▶ WHAT THE TASK REQUIRES
An exact copy is needed of the lines from the line holding "Query: garden border" through the final line of the listing below, both included.

________________

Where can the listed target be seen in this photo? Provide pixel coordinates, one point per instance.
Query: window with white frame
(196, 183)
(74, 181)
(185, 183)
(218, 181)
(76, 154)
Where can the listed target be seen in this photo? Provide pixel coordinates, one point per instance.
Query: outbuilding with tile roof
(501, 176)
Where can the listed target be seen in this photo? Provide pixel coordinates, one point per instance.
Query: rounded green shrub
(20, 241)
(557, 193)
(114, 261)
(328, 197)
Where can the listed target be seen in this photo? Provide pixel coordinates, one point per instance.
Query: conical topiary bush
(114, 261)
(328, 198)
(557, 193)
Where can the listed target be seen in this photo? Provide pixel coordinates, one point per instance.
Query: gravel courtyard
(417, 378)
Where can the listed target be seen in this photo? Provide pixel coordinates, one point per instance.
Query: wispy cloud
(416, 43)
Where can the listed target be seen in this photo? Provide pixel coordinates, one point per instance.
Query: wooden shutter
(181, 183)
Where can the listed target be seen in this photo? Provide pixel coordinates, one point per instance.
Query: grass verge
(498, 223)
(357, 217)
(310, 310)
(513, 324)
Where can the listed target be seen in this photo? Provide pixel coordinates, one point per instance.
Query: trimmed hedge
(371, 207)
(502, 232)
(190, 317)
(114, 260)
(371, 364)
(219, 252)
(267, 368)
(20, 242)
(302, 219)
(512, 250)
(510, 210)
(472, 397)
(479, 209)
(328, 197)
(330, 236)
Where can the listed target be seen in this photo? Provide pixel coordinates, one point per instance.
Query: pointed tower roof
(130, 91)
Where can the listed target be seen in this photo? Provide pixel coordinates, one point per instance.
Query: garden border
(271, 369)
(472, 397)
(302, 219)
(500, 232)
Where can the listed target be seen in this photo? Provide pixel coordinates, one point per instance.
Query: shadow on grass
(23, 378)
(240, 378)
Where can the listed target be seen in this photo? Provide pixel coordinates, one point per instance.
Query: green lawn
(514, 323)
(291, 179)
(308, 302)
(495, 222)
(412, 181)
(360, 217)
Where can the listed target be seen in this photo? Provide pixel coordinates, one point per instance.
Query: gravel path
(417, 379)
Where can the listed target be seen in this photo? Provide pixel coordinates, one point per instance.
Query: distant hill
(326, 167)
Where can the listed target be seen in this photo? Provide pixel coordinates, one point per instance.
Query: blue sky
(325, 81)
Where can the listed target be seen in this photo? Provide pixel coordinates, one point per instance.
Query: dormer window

________________

▶ ANSWER SECTION
Query: garden border
(271, 369)
(472, 397)
(302, 219)
(500, 232)
Where can the listed target be seen in this photo? Provide pixel coordinates, one point per instance.
Query: shadow on grass
(23, 378)
(240, 378)
Where can the listed target be seen in this photo? Provide pixel coordinates, one point per instance.
Query: green lawn
(514, 323)
(291, 179)
(308, 302)
(495, 222)
(412, 181)
(360, 217)
Where can the listed target be seen in this photo? Provide pixel coordinates, one point per instance.
Query: gravel path
(417, 379)
Where can the listed target be seen in this photo? Provide pixel coordinates, one point per instance.
Query: distant hill
(326, 167)
Where can the listed target be seen in this photo? Provide pixel coordinates, one point per instance.
Query: blue sky
(325, 81)
Where can the listed target be seen in this photo? Provide pixel coordinates, one point per instance.
Query: dormer window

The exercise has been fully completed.